What you are asked to do
Transcribe every line of the records verbatim.

Records from a point labeling set
--------------------------------------------------
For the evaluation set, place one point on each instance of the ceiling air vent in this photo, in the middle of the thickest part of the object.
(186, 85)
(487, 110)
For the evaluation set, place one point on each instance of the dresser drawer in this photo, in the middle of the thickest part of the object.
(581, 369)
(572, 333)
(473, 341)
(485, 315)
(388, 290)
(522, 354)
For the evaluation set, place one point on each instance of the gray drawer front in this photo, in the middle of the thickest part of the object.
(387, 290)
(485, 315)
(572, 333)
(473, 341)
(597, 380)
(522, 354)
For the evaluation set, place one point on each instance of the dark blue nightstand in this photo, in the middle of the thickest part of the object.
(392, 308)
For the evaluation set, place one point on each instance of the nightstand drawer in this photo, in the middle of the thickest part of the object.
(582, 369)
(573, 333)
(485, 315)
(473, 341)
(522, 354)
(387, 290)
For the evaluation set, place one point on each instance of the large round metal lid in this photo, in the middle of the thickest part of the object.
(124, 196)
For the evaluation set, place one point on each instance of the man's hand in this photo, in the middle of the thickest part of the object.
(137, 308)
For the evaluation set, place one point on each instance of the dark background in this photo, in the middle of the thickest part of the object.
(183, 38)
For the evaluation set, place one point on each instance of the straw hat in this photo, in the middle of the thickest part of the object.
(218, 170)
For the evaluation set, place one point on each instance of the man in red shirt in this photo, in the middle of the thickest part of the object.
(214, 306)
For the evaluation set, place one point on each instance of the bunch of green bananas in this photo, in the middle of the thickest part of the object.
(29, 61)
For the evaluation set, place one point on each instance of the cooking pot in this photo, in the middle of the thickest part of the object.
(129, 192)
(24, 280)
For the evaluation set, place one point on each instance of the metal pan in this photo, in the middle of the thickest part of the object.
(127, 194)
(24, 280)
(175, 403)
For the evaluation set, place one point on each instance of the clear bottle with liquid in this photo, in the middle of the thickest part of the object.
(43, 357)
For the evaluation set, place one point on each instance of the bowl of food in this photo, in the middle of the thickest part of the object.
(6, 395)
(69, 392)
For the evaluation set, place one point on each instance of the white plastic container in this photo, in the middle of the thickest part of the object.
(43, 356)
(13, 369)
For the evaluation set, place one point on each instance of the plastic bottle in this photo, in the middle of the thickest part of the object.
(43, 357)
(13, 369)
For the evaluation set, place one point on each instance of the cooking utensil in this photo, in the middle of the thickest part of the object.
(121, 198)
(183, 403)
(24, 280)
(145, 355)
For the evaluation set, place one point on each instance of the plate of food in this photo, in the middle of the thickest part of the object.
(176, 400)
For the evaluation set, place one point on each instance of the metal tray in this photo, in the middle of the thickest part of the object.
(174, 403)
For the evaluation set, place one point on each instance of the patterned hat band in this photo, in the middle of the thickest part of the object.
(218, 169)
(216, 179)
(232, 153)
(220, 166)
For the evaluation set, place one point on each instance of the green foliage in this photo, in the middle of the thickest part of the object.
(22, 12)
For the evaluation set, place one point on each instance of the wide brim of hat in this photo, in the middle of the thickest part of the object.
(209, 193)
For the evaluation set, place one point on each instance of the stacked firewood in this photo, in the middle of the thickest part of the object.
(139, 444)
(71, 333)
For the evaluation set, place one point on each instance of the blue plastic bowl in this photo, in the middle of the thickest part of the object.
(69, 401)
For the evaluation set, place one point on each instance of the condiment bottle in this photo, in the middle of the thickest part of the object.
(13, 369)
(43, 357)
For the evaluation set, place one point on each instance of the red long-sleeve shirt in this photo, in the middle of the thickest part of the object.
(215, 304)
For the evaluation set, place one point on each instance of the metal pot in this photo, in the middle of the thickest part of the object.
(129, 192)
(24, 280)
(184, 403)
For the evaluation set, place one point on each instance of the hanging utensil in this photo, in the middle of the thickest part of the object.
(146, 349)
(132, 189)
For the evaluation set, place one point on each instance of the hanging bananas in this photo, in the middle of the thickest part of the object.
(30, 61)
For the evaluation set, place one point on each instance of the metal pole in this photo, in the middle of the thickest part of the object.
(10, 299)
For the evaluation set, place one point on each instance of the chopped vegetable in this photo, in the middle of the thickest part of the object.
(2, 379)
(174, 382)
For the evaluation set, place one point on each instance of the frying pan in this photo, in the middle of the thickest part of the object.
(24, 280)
--------------------------------------------------
Result below
For the evaluation set, place one point on each instance of the ceiling air vent in this photo, in the middle of the thickest part of the object.
(186, 85)
(487, 110)
For the evaluation set, place one point on each instance of the dresser drawer in this photo, in the middle of the thickest part of the object.
(581, 369)
(572, 333)
(473, 341)
(485, 315)
(388, 290)
(522, 354)
For the evaluation set, place one point on each instance of the gray drawer front in this photo, in the middle of the thickest part of the object.
(387, 290)
(485, 315)
(572, 333)
(473, 341)
(597, 380)
(522, 354)
For the evaluation set, place one point on each instance of the dark blue nightstand in this photo, in the middle of the thickest part of the object.
(392, 308)
For the evaluation set, place one point on each instance of the nightstand drawer in this photo, in the middle of the thickest part of the object.
(582, 369)
(573, 333)
(485, 315)
(473, 341)
(522, 354)
(387, 290)
For the evaluation set, place one point on each instance of the large round metal lid in this photo, in the middle of the thickest part of the object.
(124, 196)
For the evaluation set, place one point on each instance of the man's hand in this photo, in the middle of the thickest part of the object.
(137, 308)
For the evaluation set, place one point on each instance of the dark background in this photo, in the middle of the thickest part of the object.
(183, 38)
For the evaluation set, place one point on each instance of the straw hat in this photo, in the middle of the thickest part of the object.
(218, 170)
For the evaluation set, place one point on each instance of the man in red shirt in this photo, in the middle of the thickest part of the object.
(214, 306)
For the evaluation set, place one point on each instance of the bunch of green bananas in this photo, in the middle of the thickest part of the object.
(29, 61)
For the evaluation set, place one point on each instance of the cooking pot in this photo, in the middle of the thickest part of the object.
(129, 192)
(24, 280)
For the evaluation set, place one point on each instance of the metal pan in this photo, in the middle of the thickest part of the object.
(127, 194)
(24, 280)
(175, 403)
For the evaluation set, place one point on each instance of the clear bottle with liquid in this photo, in the middle of the thickest part of the object.
(43, 357)
For the evaluation set, place one point on each instance of the bowl of food in this photo, in the middle of the thickest part of the object.
(6, 395)
(69, 392)
For the evaluation set, place one point on each instance of the white plastic container in this photo, in the middle of the thickest part of the object.
(43, 356)
(13, 369)
For the evaluation set, place one point on each instance of the plastic bottle in this photo, in the middle of the thickest part of the object.
(43, 357)
(13, 369)
For the evaluation set, place one point on each instance of the cooking utensil in this photo, in the middle of the thickest part of the object.
(121, 198)
(183, 403)
(24, 280)
(145, 355)
For the evaluation set, place one point on each instance of the plate of food in this photo, in the middle of the thickest part of the object.
(176, 400)
For the evaluation set, place one point on each instance of the metal tray in this photo, in the middle of the thickest part of the object.
(174, 403)
For the evaluation set, place one point on each instance of the patterned hat band in this photo, in the middle of the thickest part of the object.
(218, 169)
(216, 179)
(232, 153)
(220, 166)
For the evaluation set, place one point on each instance of the green foliage in this photo, in the middle of the thickest part of the object.
(22, 12)
For the evaluation set, place one point on each instance of the wide brim of hat in this photo, in the middle of the thickest part of the object.
(209, 193)
For the evaluation set, place one point on each instance of the stacked firewood in this photo, in the middle of the thickest part of the object.
(139, 444)
(71, 333)
For the evaluation set, place one point on each instance of the blue plastic bowl in this photo, in the middle of the thickest part of the object.
(69, 401)
For the evaluation set, place one point on each instance of the condiment bottle in this photo, in the middle of the thickest part of the object.
(13, 369)
(43, 357)
For the evaluation set, place one point on each instance of the red long-sleeve shirt in this photo, in the middle of the thickest part of the object.
(215, 304)
For the evaluation set, place one point on each instance of the metal pot in this photo, in the middle of the thickest part of the object.
(129, 192)
(24, 280)
(184, 403)
For the evaluation set, place one point on each instance of the hanging utensil in this photo, in the middle of the thickest part of the object.
(146, 349)
(132, 189)
For the evaluation set, place one point on each instance of the hanging bananas in this photo, in the middle of the thickest part of the object.
(30, 61)
For the evaluation set, place one point on each instance of the metal pole in this photo, in the middle of the thickest part of the object.
(10, 299)
For the evaluation set, place one point on each instance of the chopped vegetable in this photo, in the middle of the thickest part of the object.
(2, 379)
(174, 382)
For the evaluation set, place one point on each instance of the frying pan in this photo, in the middle of the thickest part of the object.
(24, 280)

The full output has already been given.